Set problem =
Return every entry exactly.
========
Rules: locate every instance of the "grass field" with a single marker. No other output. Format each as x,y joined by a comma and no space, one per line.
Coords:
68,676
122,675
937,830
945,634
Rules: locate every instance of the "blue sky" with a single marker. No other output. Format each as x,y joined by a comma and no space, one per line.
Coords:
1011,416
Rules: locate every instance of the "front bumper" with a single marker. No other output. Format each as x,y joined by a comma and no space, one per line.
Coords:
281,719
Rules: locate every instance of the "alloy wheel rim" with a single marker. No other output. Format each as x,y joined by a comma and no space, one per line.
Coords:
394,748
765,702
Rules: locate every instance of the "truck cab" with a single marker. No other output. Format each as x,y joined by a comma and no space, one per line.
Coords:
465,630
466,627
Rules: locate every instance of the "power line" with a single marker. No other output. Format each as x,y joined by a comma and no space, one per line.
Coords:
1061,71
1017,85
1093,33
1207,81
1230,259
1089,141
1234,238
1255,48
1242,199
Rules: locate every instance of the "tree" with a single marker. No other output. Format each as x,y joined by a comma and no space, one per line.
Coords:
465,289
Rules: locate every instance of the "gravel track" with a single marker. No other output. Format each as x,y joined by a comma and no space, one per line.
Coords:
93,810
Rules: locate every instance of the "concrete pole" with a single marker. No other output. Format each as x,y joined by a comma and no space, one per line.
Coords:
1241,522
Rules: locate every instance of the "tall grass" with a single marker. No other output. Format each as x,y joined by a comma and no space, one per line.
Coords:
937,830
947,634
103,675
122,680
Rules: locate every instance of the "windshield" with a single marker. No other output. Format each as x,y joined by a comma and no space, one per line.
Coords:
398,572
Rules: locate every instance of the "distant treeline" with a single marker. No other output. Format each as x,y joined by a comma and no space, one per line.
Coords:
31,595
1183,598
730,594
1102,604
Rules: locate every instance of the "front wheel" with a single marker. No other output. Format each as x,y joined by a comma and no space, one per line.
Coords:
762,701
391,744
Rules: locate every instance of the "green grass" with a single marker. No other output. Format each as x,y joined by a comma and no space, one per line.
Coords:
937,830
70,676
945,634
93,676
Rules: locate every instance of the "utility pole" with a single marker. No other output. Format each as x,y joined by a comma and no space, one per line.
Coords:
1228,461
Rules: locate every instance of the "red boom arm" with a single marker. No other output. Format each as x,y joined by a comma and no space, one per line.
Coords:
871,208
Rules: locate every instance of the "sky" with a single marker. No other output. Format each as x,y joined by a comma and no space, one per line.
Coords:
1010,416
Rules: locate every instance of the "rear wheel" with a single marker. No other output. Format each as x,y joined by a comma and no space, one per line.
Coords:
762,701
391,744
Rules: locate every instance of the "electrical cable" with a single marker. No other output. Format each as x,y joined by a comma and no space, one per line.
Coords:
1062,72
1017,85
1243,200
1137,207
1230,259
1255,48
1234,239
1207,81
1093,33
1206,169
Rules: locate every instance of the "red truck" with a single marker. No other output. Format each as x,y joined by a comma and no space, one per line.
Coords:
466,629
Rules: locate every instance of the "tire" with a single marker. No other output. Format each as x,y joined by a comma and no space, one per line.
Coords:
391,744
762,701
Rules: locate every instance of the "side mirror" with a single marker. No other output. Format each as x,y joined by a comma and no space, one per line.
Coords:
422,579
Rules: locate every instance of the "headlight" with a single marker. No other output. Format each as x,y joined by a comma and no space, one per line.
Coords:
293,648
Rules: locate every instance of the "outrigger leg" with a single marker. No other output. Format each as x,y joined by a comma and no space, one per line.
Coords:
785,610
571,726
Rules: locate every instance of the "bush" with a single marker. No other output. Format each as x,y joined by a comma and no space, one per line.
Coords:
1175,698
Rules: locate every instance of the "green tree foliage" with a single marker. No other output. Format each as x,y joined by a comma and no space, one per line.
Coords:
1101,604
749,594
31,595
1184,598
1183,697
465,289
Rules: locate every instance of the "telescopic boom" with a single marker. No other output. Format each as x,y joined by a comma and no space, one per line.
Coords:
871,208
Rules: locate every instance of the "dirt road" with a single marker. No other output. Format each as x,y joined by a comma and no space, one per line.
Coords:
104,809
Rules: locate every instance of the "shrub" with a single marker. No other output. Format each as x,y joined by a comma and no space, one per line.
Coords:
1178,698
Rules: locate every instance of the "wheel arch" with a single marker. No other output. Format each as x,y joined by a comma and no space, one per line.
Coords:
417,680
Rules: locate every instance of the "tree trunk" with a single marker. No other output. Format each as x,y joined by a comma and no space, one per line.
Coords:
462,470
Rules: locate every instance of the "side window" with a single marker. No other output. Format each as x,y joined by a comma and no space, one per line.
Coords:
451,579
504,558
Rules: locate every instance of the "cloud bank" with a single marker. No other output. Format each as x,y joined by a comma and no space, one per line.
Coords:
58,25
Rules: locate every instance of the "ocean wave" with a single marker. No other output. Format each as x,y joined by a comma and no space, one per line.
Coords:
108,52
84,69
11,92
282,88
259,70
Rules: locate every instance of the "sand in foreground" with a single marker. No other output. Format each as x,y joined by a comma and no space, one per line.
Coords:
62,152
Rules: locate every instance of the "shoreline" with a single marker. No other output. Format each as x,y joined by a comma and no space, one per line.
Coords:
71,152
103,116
========
Written response =
Rules: locate every instance of the "grass field" with a single marker. No other output. Format each as x,y joined by a comma and no space, one per line.
Coords:
68,676
122,675
937,830
945,634
Rules: locate every instance of the "blue sky" with a single marker. No other output. Format each as x,y joined by a comma and no space, one per line.
Coords:
1011,416
Rules: locate every instance of the "front bumper" with a single marker. No other output. Format each as x,y joined by a comma and no space, one per line.
Coords:
281,719
Rules: locate every instance of the "alloy wheel rim" with a single marker. No other output. Format each as x,y joined by a comma and no space, one per line.
Coords:
394,748
765,702
Rules: locate every instance of the "truck cab" with a single marker. No other output. Format each as x,y joined by a comma and no space, one per line.
Coords:
465,630
466,627
Rules: locate every instance of the "power line" with a single marker. No other output. Format each as x,y joined by a comma and no space, one per line.
Coords:
1061,71
1017,85
1093,33
1207,81
1230,259
1089,141
1234,238
1255,48
1242,199
Rules: locate every instance of the "tree" with a single marker. No other output. Format each as x,y joined by a comma and no space, one per line.
Coords:
465,289
Rules: locate every instance of the "gravel track" with a single marker. No other output. Format each as x,y joined by a comma and no space, one per line.
Coords:
93,810
Rules: locate every instance of the "concrete pole" with a single marker. No other output. Format each as x,y joined by a comma and no space, one per line.
Coords:
1241,522
Rules: locate every instance of the "tall grass" with a single marker. No other output. Format each as x,y joined by a comma and no space, one per line.
Coords:
937,830
947,634
103,675
122,680
Rules: locate every instance of the "windshield" with a single marker. No other output. Format each as x,y joined by a comma and no space, one per line.
Coords:
398,572
Rules: locate every instance of the "distant treeline" with a single marker. No other output. Format each as x,y joined by a comma and no space, one per line.
Coords:
31,595
1183,598
730,594
1102,604
Rules: locate every instance of the "front wheel" with a single marker. No other output. Format each as x,y joined by a comma and no space, one per line.
Coords:
762,701
391,744
Rules: locate every instance of the "green grass" with a single marker. No other output. Format each as x,y joined by a comma and no space, one per line.
Coords:
937,830
70,676
945,634
93,676
Rules: locate every instance of the "utility pole" with a single marker. No other output. Format each as x,y joined by a comma and no space, one per line.
Coords:
1228,461
Rules: locate every instance of the "red boom arm" with a single marker. No other output. Format each as x,y joined by a comma and no space, one per line.
Coords:
871,208
Rules: locate every instance of the "sky" with a single marker. No other output. Format each as x,y joined by a comma and no space, one per line.
Coords:
1010,416
Rules: locate every instance of the "rear wheel" with a single marker. No other output. Format each as x,y joined by a comma and no space, one per line.
Coords:
762,701
391,744
Rules: locate every instance of the "electrical cable" with a single marker. No other output. Format each as x,y joined by a comma and no space, one per line.
Coords:
1062,72
1017,85
1243,200
1137,207
1230,259
1255,48
1234,239
1207,81
1093,33
1206,169
Rules: locate every instance of the "red truck" with a single marker. No other output. Format each as x,y joined by a comma and no space, one per line.
Coords:
466,629
Rules: locate every instance of the "tire" with a single marker. No other output. Format each as x,y joined by a comma and no space, one per line.
Coords:
391,744
762,701
Rules: locate every instance of the "side mirror" with a single marker. No other output. Format each as x,y joined by a comma and no space, one per line.
Coords:
422,579
Rules: locate every instance of the "headlight" with a single marker. No other output. Format each as x,y joined by a comma and no space, one per line.
Coords:
293,648
Rules: locate every instance of the "outrigger leg" with a single marker. No other output. Format each as x,y joined by a comma and no space, one per line.
Coords:
785,610
571,726
Rules: locate every instance of the "bush" with a single marker. No other output. Format each as x,y joined by a comma and no space, one per line.
Coords:
1175,698
Rules: locate every instance of the "green tree foliage" with a single marker. No other output. Format each as x,y joined by a comma and no space, one per line.
Coords:
1101,604
749,594
31,595
1184,598
1183,697
465,289
Rules: locate every instance of the "telescopic boom" with a single marker. No other output. Format each as x,y joined by a comma and no space, one per line.
Coords:
871,208
Rules: locate every instance of the "dirt road" with a single marker. No other output. Format each as x,y joined by a comma and no space, one per line.
Coords:
104,809
Rules: locate every instance of the "shrub" with a single marker. No other output. Format each as x,y joined by a comma and no space, one per line.
Coords:
1178,698
Rules: locate every instance of the "wheel arch" with a single marker. No other output. Format each as x,y joined by a comma and no space, one per line.
Coords:
417,680
Rules: locate every instance of the "tree trunk" with a single marker. No other output. Format each as x,y joined by a comma and no space, one per line.
Coords:
462,470
Rules: locate every instance of the "side window" with a single marker. No other output. Format each as x,y joined by a comma and no space, one per line.
Coords:
451,579
504,558
Rules: locate every instance of the "cloud bank" with a single marker. No other output. Format each as x,y joined by a comma and no space, one per line.
Coords:
58,25
Rules: locate every instance of the "ocean wave" with a single marker. No other output. Format each as x,y joined by a comma and no space, one per line.
Coords:
108,52
84,69
11,92
282,88
259,70
Rules: locate every instance of the "sand in foreground" with a single marker. No other output. Format each as x,y joined by a comma and no space, one per line.
Coords:
62,152
Rules: locate every instance of the "shoreline" with a single marker. No other output. Format each as x,y joined by a comma and no space, one per line.
Coords:
71,152
103,116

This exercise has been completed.